Texto proporcionado —
>>>>>
Una breve convivencia con el pueblo amazigh, cuya autenticidad ha permanecido aún en medio de la adversidad, revela cómo el espíritu que anima al universo prevalece ante las dificultades

Hace algunos meses, mi esposa y yo viajamos a las montañas marroquís del Alto Atlas, al poblado de Imlil. Ahí, con el apoyo de un guía amazigh, cultura comúnmente conocida como bereber, nos adentramos caminando, por tres días, en aquella cordillera desértica.  

Mientras ascendíamos por la primera pendiente, nos sentíamos cada vez más sobrecogidos por lo imponente del paisaje montañoso: el terreno rocoso y desértico abría lugar a grupos de bellísimos tamariscos, esos árboles nudosos que se adaptaron a vivir en las condiciones más extremas. El cielo azul iluminaba un panorama, de escarpadas cumbres, totalmente diferente a cualquiera que hubiéramos visto antes. 

Conforme nos internábamos en estas tierras inhóspitas, el asombro se mezclaba con una profunda sensación de vulnerabilidad. Ese miedo a lo desconocido que no paraliza, sino que emociona y despierta la atención. El ascenso abrupto y la sensación de aventura hacían que nuestros corazones latieran con fuerza mientras caminábamos por la tierra de la cobra y del león del Atlas. 

Es interesante observar cómo en los lugares más duros se desarrollan las criaturas más fascinantes. La potencia de la vida, con su infinita creatividad, se fortalece con la dificultad, creando la belleza más sublime. Así, estas desoladas montañas del norte de África se convirtieron en el hogar de la cobra, la mítica y majestuosa serpiente que desarrolló uno de los venenos más potentes de la tierra para ser eficiente en la caza y garantizar su supervivencia; y del león del Atlas que, para moverse con agilidad por esta escarpada cordillera, tuvo que incrementar su masa muscular, convirtiéndose en el mayor felino del planeta hasta hace apenas un siglo cuando, por mano de los cazadores europeos, se extinguió.
<<<<<
Datos disponibles —
>>>>>
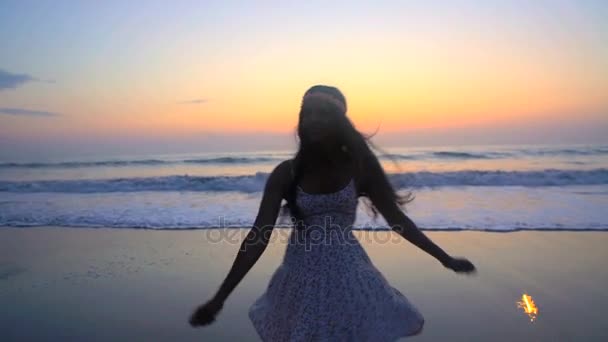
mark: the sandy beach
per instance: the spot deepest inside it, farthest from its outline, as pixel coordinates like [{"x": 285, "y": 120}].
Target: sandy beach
<<<<<
¿Puedes copiar tal cual, del texto sobre el viaje al Alto Atlas, todo lo que va desde "Una breve convivencia" hasta "aquella cordillera desértica."?

Respuesta completa —
Una breve convivencia con el pueblo amazigh, cuya autenticidad ha permanecido aún en medio de la adversidad, revela cómo el espíritu que anima al universo prevalece ante las dificultades

Hace algunos meses, mi esposa y yo viajamos a las montañas marroquís del Alto Atlas, al poblado de Imlil. Ahí, con el apoyo de un guía amazigh, cultura comúnmente conocida como bereber, nos adentramos caminando, por tres días, en aquella cordillera desértica.